» Input for this task
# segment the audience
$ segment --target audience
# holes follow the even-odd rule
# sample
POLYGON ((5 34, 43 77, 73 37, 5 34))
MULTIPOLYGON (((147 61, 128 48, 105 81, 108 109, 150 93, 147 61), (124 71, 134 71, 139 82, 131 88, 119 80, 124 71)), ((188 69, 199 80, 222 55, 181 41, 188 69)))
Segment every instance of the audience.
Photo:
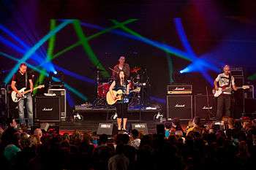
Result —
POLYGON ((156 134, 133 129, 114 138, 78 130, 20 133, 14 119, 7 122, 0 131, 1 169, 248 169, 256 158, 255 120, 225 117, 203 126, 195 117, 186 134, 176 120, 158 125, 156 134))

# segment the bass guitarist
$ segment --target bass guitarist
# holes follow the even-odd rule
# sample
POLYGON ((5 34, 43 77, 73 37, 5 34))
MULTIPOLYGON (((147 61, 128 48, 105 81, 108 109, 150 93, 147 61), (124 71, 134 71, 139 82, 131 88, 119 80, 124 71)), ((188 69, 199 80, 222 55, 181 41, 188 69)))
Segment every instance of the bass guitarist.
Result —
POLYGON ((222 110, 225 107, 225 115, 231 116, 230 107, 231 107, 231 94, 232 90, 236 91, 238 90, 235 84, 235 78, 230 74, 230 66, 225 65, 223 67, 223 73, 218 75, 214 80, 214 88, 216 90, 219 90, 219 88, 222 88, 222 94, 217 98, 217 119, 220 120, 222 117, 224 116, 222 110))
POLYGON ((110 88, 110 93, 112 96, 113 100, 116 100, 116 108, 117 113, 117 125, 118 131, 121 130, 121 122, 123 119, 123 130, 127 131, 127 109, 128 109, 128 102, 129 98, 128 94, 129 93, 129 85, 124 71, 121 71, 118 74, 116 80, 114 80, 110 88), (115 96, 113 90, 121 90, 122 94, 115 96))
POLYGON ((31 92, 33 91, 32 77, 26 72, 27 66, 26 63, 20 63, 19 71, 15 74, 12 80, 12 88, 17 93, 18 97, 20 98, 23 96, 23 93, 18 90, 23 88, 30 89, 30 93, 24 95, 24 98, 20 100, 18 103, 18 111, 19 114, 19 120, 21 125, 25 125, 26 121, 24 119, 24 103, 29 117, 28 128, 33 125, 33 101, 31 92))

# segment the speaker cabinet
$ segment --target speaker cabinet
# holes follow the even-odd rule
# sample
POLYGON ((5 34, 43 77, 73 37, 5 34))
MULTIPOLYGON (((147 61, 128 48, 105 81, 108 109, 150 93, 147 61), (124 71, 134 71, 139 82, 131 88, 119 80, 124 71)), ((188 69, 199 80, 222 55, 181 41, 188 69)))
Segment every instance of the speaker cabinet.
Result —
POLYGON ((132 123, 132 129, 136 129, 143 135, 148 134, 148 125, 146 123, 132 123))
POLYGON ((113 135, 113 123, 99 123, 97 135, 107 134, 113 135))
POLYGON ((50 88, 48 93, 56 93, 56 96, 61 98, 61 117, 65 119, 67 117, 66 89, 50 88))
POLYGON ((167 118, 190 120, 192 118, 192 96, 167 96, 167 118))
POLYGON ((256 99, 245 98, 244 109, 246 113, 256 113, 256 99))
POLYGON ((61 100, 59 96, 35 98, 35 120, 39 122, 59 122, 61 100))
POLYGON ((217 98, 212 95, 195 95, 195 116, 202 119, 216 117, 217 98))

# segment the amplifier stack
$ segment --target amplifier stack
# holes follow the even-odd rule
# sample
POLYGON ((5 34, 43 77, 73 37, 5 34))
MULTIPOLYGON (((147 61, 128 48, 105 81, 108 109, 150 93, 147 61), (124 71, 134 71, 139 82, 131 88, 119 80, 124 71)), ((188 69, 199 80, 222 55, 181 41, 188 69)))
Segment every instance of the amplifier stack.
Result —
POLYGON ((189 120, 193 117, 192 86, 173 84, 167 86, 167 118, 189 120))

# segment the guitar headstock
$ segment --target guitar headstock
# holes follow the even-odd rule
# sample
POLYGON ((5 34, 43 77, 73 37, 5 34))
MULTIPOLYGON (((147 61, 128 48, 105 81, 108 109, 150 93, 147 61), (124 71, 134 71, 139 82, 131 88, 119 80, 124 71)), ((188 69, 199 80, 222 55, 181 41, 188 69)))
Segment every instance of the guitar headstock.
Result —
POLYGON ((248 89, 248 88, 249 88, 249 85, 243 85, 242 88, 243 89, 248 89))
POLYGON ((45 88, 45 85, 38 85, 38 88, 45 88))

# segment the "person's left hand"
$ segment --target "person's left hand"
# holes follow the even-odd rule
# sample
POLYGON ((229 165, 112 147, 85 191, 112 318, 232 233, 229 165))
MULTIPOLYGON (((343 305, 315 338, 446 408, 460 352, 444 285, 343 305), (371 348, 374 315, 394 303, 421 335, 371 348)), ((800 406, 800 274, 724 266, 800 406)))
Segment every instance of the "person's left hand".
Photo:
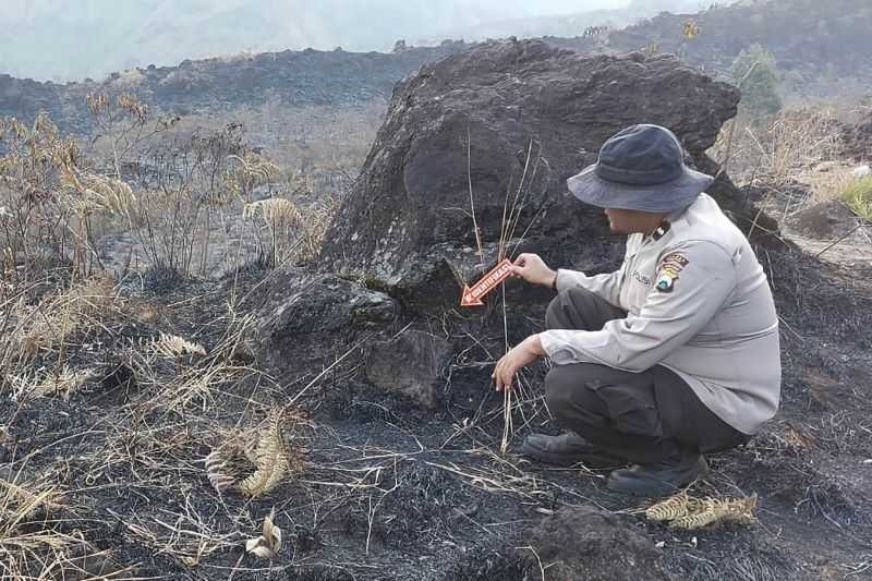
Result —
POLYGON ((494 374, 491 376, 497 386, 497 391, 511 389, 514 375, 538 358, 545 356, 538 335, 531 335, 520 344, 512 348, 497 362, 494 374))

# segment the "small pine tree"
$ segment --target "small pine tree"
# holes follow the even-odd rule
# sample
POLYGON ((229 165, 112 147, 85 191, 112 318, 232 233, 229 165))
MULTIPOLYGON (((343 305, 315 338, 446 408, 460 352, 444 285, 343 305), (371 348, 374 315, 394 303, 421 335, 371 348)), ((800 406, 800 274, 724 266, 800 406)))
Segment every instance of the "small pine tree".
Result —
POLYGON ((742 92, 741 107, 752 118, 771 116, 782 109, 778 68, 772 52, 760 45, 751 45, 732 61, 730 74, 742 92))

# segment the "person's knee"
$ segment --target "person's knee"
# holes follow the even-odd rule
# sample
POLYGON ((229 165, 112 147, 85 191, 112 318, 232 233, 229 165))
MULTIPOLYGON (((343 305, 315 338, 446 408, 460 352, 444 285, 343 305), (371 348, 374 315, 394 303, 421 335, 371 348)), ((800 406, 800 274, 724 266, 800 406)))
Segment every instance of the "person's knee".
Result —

» What you will do
Retype the stretch of the data from the line containing "# segment the guitar headstock" through the line containing "POLYGON ((45 88, 45 85, 38 85, 38 88, 45 88))", character for character.

» Task solution
# segment the guitar headstock
$ segment --target guitar headstock
# holes follow the even-odd rule
# sample
POLYGON ((5 34, 43 77, 73 37, 5 34))
MULTIPOLYGON (((147 61, 128 48, 105 81, 108 109, 150 93, 147 61), (124 71, 134 71, 139 82, 131 88, 119 80, 124 71)), ((188 69, 199 80, 222 55, 181 41, 188 69)))
Segment every instance of the guitar headstock.
Result —
POLYGON ((248 89, 248 88, 249 88, 249 85, 243 85, 242 88, 243 89, 248 89))
POLYGON ((45 88, 45 85, 38 85, 38 88, 45 88))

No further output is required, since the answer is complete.